*Given instruction A*
In the rows, from the line containing "Detection annotation — mark the concrete" through the last row, substitute "path" for "walkway" and keep everything else unchanged.

*Article*

========

Introduction by MikzorTheFirst: Facial hair.
Much has been said about it and much is yet to be said. Everyone knows a
great beard can make all the difference. It can carry the sign of a
free spirited artist, simply be an extension of one’s ball pelt or
convey age-brought wisdom. It can give a sage-like aura, and whatever
that person might say to strange kids will echo in a narratively
convenient fashion at some important moment later on. Try doing the same
without a beard and they’ll take everything with a grain of salt, and
when I say salt, I mean pepper, and when I say pepper, I mean pepper
spray right the fuck in your hairless face! As for myself (thank you for
asking), I nowadays sport a smooth chin, but years ago I hosted a trvly
badass goatee that was rather impressive for my age (I was three) and
for me not being one of those “brown terroristy people” (please check
your sarcasm-radars, now). I’d show pictures but they don’t make cameras
that awesome. In your disappointment, you may find solace in reading
about the following fellas who obviously cannot feel physical harm, what
with their seemingly zen-like withstanding of teh itch.
10. Rob Halford – Judas Priest
Hey Dominators, while researching for this article I found some
little-known alternate lyrics to Judas Priest’s anthem “Living after
midnight”. Seems odd, but I think they go along perfectly with our Top
10 Beards List. All hail Halford, the trve bearded metal god!
“Losing all of your hair
Chromin’ up the dome
Losing all of your hair
But it grows on my chin, my chin
Halford’s got a beard that’s an epic win!
It’s been bristlin’ since “Sin after sin”!
Now it’s all the hair he’s got
All the dudes think he’s really hoooooot!
Losing all of your hair
Replace it with a muff
Losing all of your hair
I bet it’s rough, soo rough
Rob can still sing like the fucking man!
And his beard is truly grand!
You wish you could have it, yes you do
A carpet attached to your mug toooooooo!!!!!
Losing all of your hair
Chromin’ up the dome
Losing all of your hair
But it grows on my chin, my chin”
9. Björn Gelotte – In Flames
Björn Gelotte was not a name I was familiar with prior to starting
this list, but I blindly voted for his inclusion based on the beard
alone. It is the prototypical Scandinavian metal beard. Thick. Full.
Probably pubic in nature if examined under a microscope. It displays a
masculine obsession with the riff. With all things meaty and
headbanging. Then I found out Gelotte was from In Flames – a band who
seems to care little for the meat, the headbang, or the riff. To be
honest I’ve never been a fan of ex-staffer Smalley’s favorite jester
racists, so I actually couldn’t tell you if they suck harder now or did
so then. Since every metal band was better back in the day than they
are at this moment, I’ll guess the former. But his music and odd tiger
stripe tatts aside, Björk’s preening facerooster is quality. It covers
up what may be a weak jaw. It ventures forth from his chin at an angle
while remaining a compact and dense extension of his face. The beard
makes him look like he’s going places. Given that’s he’s a member of
Gin Flamers, I’m sure those places all start in Suck and end in ville, but that’s ok. Geldörf’s bushy companion will be beside him step by step.

========

*Given instruction B*
According to the article on metal beards, which band is Björn Gelotte from?

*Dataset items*
========

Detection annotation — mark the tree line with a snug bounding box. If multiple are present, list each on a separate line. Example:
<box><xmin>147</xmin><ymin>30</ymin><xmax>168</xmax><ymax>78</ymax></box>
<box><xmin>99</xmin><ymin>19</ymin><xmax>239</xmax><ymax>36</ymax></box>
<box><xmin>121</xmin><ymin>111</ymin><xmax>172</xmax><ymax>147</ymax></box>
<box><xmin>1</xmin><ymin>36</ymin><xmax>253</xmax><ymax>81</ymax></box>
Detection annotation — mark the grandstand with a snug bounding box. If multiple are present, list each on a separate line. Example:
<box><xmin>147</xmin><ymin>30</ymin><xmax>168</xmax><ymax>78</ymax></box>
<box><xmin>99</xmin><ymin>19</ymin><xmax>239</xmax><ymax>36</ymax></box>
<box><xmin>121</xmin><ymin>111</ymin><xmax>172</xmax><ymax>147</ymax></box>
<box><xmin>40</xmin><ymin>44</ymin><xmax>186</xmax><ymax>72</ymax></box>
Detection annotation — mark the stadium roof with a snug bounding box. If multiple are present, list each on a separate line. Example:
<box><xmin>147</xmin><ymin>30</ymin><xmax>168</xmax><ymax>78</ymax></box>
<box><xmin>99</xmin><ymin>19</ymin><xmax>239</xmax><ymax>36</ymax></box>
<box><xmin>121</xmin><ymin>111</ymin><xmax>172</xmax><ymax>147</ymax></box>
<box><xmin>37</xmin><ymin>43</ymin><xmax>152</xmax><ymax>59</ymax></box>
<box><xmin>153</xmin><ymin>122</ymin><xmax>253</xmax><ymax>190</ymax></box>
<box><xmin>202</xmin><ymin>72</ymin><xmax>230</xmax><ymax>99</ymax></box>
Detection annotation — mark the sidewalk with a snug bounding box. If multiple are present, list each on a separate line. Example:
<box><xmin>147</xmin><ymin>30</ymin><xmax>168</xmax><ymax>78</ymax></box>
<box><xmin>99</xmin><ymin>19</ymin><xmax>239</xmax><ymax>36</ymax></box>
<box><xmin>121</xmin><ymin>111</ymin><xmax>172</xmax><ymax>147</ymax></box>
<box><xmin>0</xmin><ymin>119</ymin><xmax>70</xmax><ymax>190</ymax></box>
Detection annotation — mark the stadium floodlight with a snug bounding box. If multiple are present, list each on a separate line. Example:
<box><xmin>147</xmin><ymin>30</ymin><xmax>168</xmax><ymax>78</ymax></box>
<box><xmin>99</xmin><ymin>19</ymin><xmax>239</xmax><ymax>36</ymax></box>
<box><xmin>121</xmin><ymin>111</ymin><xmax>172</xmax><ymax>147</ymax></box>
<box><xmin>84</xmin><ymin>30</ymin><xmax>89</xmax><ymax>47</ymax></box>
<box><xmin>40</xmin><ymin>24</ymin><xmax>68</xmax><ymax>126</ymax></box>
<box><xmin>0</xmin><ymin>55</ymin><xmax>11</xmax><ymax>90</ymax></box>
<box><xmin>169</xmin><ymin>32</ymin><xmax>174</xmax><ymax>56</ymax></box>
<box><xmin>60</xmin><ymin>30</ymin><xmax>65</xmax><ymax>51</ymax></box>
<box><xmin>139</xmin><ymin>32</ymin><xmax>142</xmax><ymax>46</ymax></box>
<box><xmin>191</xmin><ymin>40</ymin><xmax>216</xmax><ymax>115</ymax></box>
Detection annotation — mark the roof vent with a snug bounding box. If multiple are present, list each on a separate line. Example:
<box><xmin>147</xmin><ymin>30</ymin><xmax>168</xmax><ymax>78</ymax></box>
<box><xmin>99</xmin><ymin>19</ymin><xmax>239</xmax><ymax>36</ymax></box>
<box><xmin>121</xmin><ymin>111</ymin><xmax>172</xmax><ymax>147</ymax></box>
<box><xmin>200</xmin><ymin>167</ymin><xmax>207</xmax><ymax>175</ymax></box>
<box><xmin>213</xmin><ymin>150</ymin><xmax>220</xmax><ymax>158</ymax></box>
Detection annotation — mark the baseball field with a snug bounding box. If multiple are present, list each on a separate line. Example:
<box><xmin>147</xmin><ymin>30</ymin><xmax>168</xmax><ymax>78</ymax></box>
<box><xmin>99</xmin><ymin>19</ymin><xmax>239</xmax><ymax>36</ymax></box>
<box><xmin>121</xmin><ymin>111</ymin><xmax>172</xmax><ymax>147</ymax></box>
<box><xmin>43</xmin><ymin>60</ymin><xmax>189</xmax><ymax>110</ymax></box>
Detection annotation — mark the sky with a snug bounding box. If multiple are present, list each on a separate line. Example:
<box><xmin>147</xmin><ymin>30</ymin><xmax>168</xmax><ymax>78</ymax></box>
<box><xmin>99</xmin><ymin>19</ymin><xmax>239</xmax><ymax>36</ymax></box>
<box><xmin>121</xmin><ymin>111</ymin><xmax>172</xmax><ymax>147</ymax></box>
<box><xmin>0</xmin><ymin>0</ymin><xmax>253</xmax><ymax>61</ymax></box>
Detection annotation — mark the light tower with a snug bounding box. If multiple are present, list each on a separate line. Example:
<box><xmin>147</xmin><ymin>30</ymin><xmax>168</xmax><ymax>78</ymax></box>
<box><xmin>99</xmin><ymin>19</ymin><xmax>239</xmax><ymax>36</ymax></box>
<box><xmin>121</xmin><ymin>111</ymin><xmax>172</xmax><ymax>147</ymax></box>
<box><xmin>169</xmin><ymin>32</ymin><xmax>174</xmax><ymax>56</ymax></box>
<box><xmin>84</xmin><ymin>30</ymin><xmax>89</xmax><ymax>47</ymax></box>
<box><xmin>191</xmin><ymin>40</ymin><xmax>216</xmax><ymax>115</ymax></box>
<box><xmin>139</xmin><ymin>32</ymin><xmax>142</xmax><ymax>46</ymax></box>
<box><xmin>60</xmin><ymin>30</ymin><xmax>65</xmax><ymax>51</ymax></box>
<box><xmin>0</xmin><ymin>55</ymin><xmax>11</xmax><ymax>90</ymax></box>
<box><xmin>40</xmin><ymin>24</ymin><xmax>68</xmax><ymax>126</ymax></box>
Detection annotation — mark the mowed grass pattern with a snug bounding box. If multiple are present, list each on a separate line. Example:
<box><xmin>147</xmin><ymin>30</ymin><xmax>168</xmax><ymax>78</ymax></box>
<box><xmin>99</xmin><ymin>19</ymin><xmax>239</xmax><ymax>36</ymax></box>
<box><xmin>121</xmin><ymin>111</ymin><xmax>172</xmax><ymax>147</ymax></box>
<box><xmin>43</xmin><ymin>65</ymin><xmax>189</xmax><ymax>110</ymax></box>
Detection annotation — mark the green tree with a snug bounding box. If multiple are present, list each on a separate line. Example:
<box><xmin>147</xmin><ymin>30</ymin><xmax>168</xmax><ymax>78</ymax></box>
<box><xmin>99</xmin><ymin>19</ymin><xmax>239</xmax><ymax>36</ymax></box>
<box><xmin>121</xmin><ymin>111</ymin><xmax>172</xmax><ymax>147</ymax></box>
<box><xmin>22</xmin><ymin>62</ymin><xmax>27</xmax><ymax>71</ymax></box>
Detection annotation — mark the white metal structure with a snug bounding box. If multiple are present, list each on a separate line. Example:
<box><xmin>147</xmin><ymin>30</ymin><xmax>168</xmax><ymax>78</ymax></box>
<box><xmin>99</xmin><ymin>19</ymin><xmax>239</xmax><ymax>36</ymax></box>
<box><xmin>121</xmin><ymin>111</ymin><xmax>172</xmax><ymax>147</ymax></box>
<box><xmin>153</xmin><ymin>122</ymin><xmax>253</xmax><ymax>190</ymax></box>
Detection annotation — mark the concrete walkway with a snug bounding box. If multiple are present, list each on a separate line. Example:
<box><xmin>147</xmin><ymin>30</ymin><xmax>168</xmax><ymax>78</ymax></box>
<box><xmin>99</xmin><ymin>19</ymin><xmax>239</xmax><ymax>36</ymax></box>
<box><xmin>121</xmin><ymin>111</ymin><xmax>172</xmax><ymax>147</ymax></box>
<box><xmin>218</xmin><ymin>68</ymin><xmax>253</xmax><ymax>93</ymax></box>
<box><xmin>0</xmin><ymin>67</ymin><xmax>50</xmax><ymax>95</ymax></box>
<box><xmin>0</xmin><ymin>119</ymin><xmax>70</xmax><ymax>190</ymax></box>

========

*Problem solution A*
Detection annotation — mark the concrete path with a snug bounding box. If multiple are present, list each on a separate line. Example:
<box><xmin>147</xmin><ymin>30</ymin><xmax>168</xmax><ymax>78</ymax></box>
<box><xmin>99</xmin><ymin>19</ymin><xmax>239</xmax><ymax>36</ymax></box>
<box><xmin>121</xmin><ymin>111</ymin><xmax>172</xmax><ymax>147</ymax></box>
<box><xmin>218</xmin><ymin>68</ymin><xmax>253</xmax><ymax>93</ymax></box>
<box><xmin>0</xmin><ymin>67</ymin><xmax>50</xmax><ymax>95</ymax></box>
<box><xmin>0</xmin><ymin>119</ymin><xmax>70</xmax><ymax>190</ymax></box>

*Problem solution B*
In Flames.